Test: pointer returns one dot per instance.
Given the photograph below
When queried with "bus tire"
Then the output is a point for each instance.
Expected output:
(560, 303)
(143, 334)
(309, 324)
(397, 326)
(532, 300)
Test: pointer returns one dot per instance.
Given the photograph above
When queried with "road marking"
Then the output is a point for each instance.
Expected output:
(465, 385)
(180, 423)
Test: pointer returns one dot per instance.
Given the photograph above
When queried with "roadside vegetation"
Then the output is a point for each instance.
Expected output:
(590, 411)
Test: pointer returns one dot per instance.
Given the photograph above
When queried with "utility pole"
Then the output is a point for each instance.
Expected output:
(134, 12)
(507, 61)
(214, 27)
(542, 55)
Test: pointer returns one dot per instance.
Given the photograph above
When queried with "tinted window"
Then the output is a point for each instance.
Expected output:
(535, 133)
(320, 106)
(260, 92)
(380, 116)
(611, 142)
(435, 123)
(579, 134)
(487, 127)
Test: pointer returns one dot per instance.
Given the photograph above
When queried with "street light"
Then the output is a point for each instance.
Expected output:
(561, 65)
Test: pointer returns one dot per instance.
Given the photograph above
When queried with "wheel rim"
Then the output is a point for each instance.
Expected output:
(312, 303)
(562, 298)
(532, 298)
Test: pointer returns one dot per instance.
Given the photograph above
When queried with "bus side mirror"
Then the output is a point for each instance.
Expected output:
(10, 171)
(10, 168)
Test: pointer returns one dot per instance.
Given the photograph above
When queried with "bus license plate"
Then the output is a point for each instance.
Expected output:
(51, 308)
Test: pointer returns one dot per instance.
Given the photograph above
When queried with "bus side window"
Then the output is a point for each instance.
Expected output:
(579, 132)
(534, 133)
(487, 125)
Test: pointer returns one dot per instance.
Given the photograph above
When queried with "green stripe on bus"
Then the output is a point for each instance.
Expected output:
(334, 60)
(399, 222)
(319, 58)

═══

Quote all of the entries exactly as they appear.

Written response:
Test: pointer returns one dot per instance.
Given the photograph below
When queried with "bus tire"
Then the output is a point for each instance.
Expected output:
(560, 303)
(143, 334)
(309, 324)
(397, 326)
(532, 300)
Test: pointer returns one dot per instance.
Given the photograph above
When queried with "road marking"
Then the output is a point for each instance.
Expected output:
(465, 385)
(180, 423)
Test: pointer returns one dot per instance.
Given the photograph above
When queried with "roadside vegetation"
Then the output is a point for each instance.
Expected output:
(590, 411)
Test: pointer returns one dot per instance.
Given the photograph above
When queried with "utility pole"
Then the output is a point for each instance.
Expected output:
(134, 12)
(507, 61)
(214, 27)
(542, 55)
Test: pointer returns one dot per instance.
Given the photograph above
When queried with "tinted window"
Then the output is a point for each instance.
Expected output:
(535, 133)
(320, 106)
(260, 92)
(380, 116)
(611, 142)
(435, 123)
(579, 134)
(487, 127)
Test: pointer returns one dot per instance.
Given the photograph above
When queried with "street light"
Then the output is a point for each instance.
Expected output:
(561, 65)
Test: pointer returns one dot per instance.
Given the photograph above
When queried with "wheel rim"
Then the output is a point for each instance.
Expected output:
(312, 303)
(562, 298)
(532, 298)
Test: pointer returns one dot per instance.
Given the photograph above
When queried with "bus side mirror"
Then the output is a point for each instance.
Expected output:
(10, 171)
(10, 168)
Test: pointer returns one dot per instance.
Given the photograph above
When queried with "bus license plate"
Then the output is a point for each instance.
Expected output:
(51, 308)
Test: pointer returns one dot per instance.
Given the photograph above
When queried with "bus side window"
Then the output is a point for each instance.
Expected output:
(579, 132)
(534, 133)
(487, 125)
Test: pointer returns one dot per instance.
Given the photograph above
When queried with "green stripe on bus"
Then the output is a point for each instance.
Expected output:
(334, 60)
(399, 222)
(319, 58)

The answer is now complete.